[Instructions for the task]
Return the listing below exactly, with the pictures dropped.

[Entries]
☆ ☆ ☆ ☆ ☆ ☆ ☆

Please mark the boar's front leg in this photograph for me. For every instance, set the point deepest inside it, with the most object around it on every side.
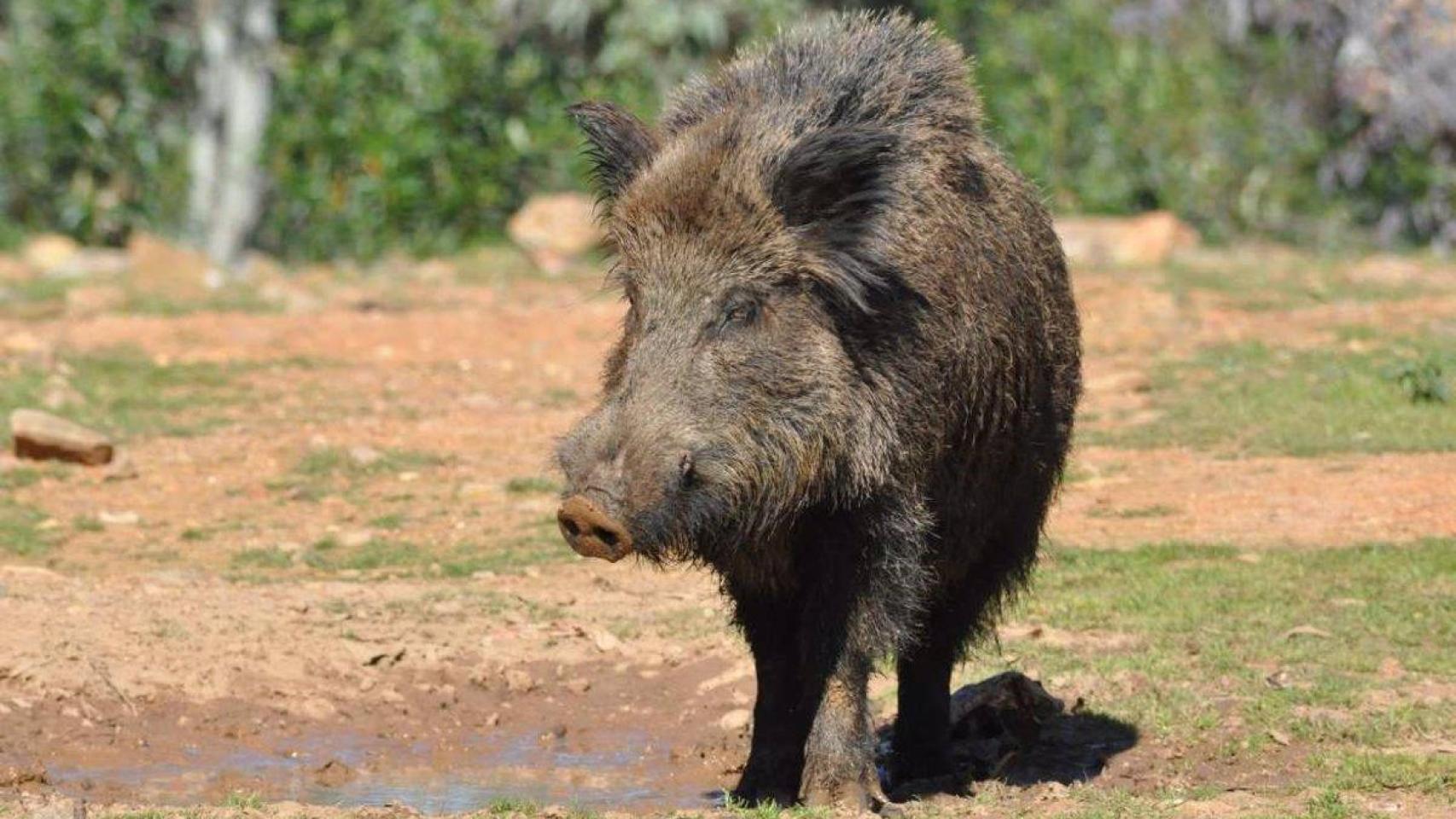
(812, 719)
(783, 709)
(839, 765)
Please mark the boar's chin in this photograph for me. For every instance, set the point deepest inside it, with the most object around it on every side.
(683, 531)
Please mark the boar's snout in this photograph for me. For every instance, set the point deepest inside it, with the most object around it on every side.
(591, 531)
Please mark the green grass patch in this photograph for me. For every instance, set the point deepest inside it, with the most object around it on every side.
(130, 393)
(243, 800)
(88, 524)
(387, 523)
(536, 544)
(1283, 282)
(1255, 399)
(1132, 513)
(1382, 773)
(261, 559)
(532, 485)
(20, 478)
(1210, 627)
(334, 470)
(20, 530)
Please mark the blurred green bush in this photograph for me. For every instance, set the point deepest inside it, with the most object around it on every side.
(422, 124)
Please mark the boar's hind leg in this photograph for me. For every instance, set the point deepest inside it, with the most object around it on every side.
(922, 735)
(839, 765)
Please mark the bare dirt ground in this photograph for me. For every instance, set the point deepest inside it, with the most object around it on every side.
(346, 590)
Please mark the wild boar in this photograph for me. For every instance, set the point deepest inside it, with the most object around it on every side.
(845, 381)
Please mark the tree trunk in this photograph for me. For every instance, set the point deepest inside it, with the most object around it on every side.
(227, 136)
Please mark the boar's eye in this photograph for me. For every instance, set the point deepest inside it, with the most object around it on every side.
(737, 311)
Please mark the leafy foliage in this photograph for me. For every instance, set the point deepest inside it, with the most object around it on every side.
(420, 125)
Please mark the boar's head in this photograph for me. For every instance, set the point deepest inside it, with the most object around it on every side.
(740, 390)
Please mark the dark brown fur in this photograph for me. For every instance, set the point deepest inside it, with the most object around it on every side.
(845, 381)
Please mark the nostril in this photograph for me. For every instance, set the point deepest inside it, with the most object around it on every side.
(591, 531)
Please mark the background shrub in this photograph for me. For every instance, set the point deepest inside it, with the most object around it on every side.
(422, 124)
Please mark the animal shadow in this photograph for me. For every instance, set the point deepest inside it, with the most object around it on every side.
(1010, 729)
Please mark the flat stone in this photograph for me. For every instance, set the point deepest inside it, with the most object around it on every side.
(44, 437)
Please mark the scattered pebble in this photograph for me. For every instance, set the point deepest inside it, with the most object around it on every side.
(364, 456)
(127, 518)
(736, 719)
(519, 682)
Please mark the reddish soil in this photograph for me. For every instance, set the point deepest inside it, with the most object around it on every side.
(136, 668)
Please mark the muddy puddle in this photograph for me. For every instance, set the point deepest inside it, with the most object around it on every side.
(635, 771)
(622, 745)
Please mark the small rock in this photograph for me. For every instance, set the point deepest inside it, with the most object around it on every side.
(166, 270)
(119, 518)
(334, 774)
(555, 229)
(14, 270)
(475, 491)
(364, 456)
(94, 300)
(25, 344)
(480, 402)
(121, 468)
(519, 682)
(604, 641)
(15, 775)
(736, 719)
(1144, 241)
(50, 252)
(315, 709)
(41, 437)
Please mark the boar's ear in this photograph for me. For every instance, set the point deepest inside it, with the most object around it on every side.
(830, 189)
(618, 144)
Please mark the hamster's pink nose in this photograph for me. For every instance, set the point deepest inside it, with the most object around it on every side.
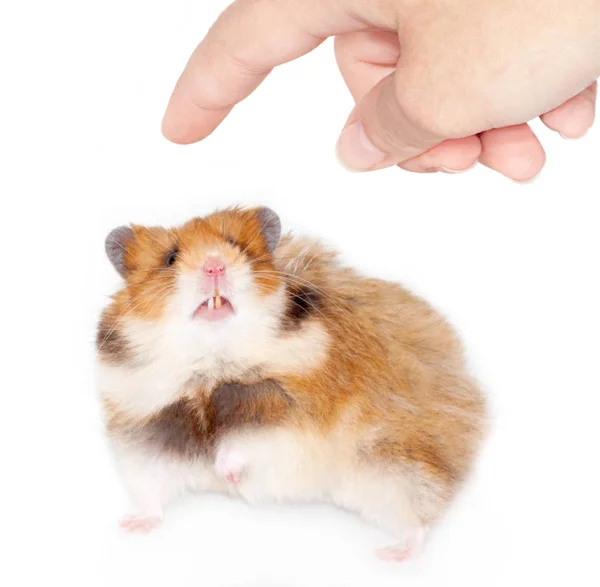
(214, 267)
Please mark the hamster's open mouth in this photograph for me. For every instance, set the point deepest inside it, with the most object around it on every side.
(216, 307)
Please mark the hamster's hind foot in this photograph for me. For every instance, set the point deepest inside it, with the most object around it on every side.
(140, 523)
(408, 549)
(229, 464)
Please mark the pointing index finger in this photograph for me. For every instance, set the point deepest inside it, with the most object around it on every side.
(246, 42)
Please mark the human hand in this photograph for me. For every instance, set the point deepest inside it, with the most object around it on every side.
(439, 84)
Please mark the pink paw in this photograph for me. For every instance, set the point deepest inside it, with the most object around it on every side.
(142, 524)
(405, 551)
(229, 464)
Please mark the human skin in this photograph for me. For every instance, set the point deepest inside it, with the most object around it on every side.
(439, 85)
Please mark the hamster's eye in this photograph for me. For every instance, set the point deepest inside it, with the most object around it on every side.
(233, 242)
(172, 258)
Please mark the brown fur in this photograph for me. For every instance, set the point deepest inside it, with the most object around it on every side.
(393, 387)
(190, 427)
(396, 365)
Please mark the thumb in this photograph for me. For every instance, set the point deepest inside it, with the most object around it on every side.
(383, 131)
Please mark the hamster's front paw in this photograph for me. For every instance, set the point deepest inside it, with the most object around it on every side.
(140, 523)
(407, 549)
(229, 464)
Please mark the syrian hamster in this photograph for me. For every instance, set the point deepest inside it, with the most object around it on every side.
(233, 360)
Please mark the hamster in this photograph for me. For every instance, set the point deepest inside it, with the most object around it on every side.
(233, 360)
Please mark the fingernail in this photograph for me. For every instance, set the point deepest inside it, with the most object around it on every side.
(574, 138)
(355, 151)
(527, 181)
(455, 171)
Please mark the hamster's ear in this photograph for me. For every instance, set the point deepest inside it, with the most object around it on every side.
(270, 227)
(116, 247)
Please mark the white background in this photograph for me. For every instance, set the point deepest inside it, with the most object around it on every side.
(514, 267)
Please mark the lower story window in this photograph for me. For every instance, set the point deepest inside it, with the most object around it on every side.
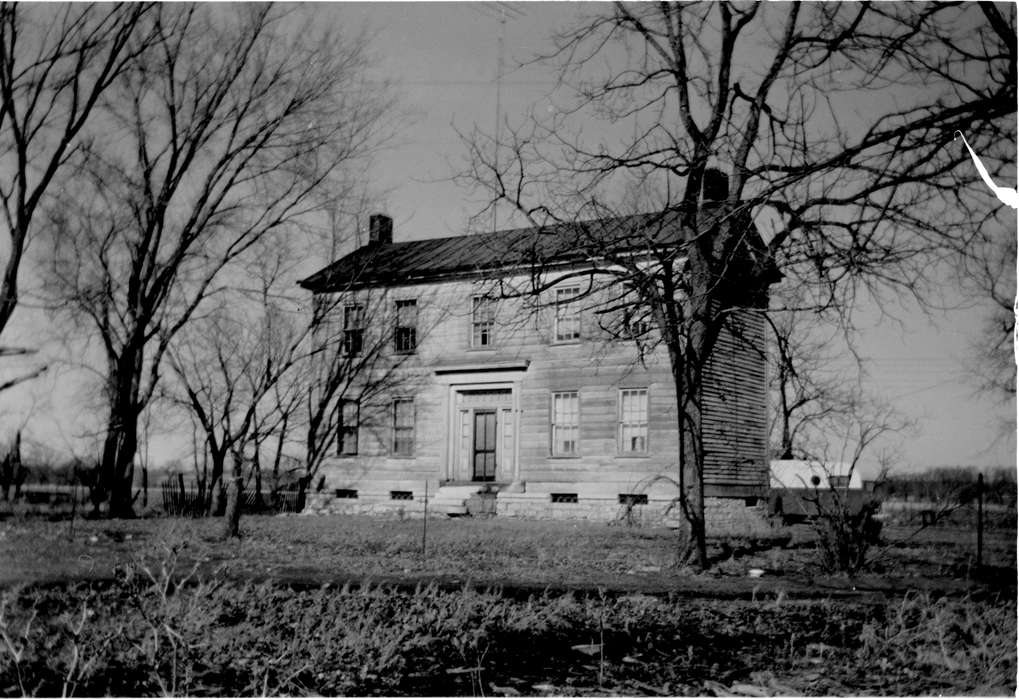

☆ ☆ ☆ ☆ ☆ ☆ ☆

[Reply to the exercise]
Please mark the boar's front leg in this photograph for me. For every instance, set the point deepest inside it, with the most object around it on every side.
(812, 719)
(783, 709)
(839, 765)
Please mark the boar's chin in this photograph for me. For every instance, set the point deepest inside it, with the most object around it on every side.
(683, 531)
Please mark the boar's snout in this photograph for me. For every instance, set the point deepest inside it, with the most object around it on every side.
(591, 531)
Please mark the green grass patch in this photograph for me. For every instance, set the point deepest inside it, with the most object around it on every side.
(130, 393)
(243, 800)
(88, 524)
(387, 523)
(536, 544)
(1283, 282)
(1255, 399)
(1132, 513)
(1382, 773)
(261, 559)
(532, 485)
(20, 478)
(1210, 627)
(334, 470)
(20, 530)
Please mark the blurred green bush in this photograph for me. For every instance, set the point deepest inside it, with the most object around it on every side.
(422, 124)
Please mark the boar's hind leg in this photograph for me. For every instance, set the point deepest inside it, with the most object around it on every side.
(922, 735)
(839, 765)
Please mark the bare dirt ground in this photograph for me. For every instance, set the point deepest inside it, with the most object around it on every side.
(346, 590)
Please mark the wild boar in this photograph for me. For every instance, set the point deepest inside it, with the most object around it on every side.
(845, 381)
Please mark the tree trunk in this photograph for me. For every instance, set the point deepest inside it, with the most object around it on every side.
(227, 136)
Please mark the boar's eye in this photograph for me. For every instance, set the point deepest inside it, with the most object around it on every side.
(737, 311)
Please mark the leafy foliage in this photograph for me. For every instance, set the point deepest inside it, with the most object around it on every side.
(420, 125)
Please mark the boar's head in this photograph for me. For every instance, set the point deepest inside it, with the most object around it on every side.
(740, 390)
Please mark the dark brown fur in this photograph for me. For every instance, set the point deepest inside it, with the most object around it on every side.
(845, 381)
Please mark the nostril in this photograph for me. For every instance, set the point deepest inside it, with the most object around it on every side.
(591, 531)
Please mark the background shrub in this photograph for me. For every instance, set the point deepest inside it, with the most object around it on every side.
(422, 124)
Please mark the animal shadow in this photograph for me. For every instance, set the point deepest inside it, with the most object around it on every side.
(1010, 729)
Please mark the flat stone in this photograph for me. For every instance, set the point deepest inside it, with the most object around it on every side.
(44, 437)
Please mark the scattered pebble in this photograph for me. For every instance, set the point deepest inside it, with the most object around it on every side.
(364, 456)
(127, 518)
(736, 719)
(519, 682)
Please mark the reddish soil in this photograph for me. For every instance, set the point deepest inside it, with the most object around it on every side.
(136, 668)
Please mark the muddy puddle in this photograph for me. For every instance, set the point deepest inside it, with the most object around it on every side.
(635, 771)
(622, 745)
Please mark the small rock in this photograph for me. For every instance, set the point deepest inside it, with the most object around it on every side.
(166, 270)
(119, 518)
(334, 774)
(555, 229)
(14, 270)
(475, 491)
(364, 456)
(94, 300)
(25, 344)
(480, 402)
(121, 468)
(519, 682)
(604, 641)
(15, 775)
(736, 719)
(1144, 241)
(50, 252)
(315, 709)
(41, 437)
Please mark the boar's ear in this photograph for me. For every instance, set the point deepest inside it, with the most object around it on every side.
(830, 189)
(618, 144)
Please mark the hamster's pink nose in this photograph for me. For every instance, set the point deepest inside it, with the most object around it on every side.
(214, 267)
Please mark the hamster's open mouth in this photograph for me. For every instance, set the point deepest inside it, with the most object around it on every side.
(216, 307)
Please mark the hamster's hind foot in this photograph for me. For every instance, set the point deepest inside it, with the most object around it on every side.
(140, 523)
(408, 549)
(229, 464)
Please mark the pointing index finger in this photograph for me. For every instance, set the point deepest inside it, with the most object around it on every side.
(246, 42)
Please mark the human hand in this photograph for me. For every instance, set the point deepest inside it, with the most object around it on every side.
(439, 84)
Please mark the pink paw in this photograph for me. For every instance, set the point deepest inside it, with the most object around it on every side.
(142, 524)
(405, 551)
(229, 464)
Please mark the human skin in this photograph for me. For every instance, set the point deepest inside it, with the most object around it on every side.
(439, 85)
Please mark the hamster's eye in this photograph for me. For every instance, set the point deepest inside it, with the most object around it on every side.
(233, 242)
(172, 258)
Please mark the brown fur in this photograph for me. For every instance, set the point deepest inside it, with the most object around it on every side.
(393, 387)
(190, 427)
(396, 365)
Please mark the thumb in this photograph for me. For every instance, set the point deepest inside it, with the most object around it on every side.
(383, 131)
Please mark the hamster's front paw in this photograph for me. For every instance, set the point deepest inside it, with the most object around it on every side.
(140, 523)
(407, 549)
(229, 464)
Please mark the syrian hamster in this photograph for me. For every instance, set the point deepest inside it, with the most object around it on every side.
(233, 360)
Please mark the hamster in this photograph for me. For every instance, set the point deepest inside it, with the most object around it on every side.
(233, 360)
Please mark the fingernail in this photograph for me. For every instance, set the point deepest inside it, with the most object around it on every side.
(574, 138)
(355, 151)
(527, 181)
(455, 171)
Please mark the hamster's ear in this photograph for me. For every instance, set the point deepest inside it, with the most object around it on every side.
(270, 227)
(116, 247)
Please mark the white background in this photograph for me. For every instance, set the point deepest inside it, with the most object around it on every side.
(514, 267)
Please mark the lower story window in this photograph for me. For every instance, set the point deepest inside it, with the most object around it on every side.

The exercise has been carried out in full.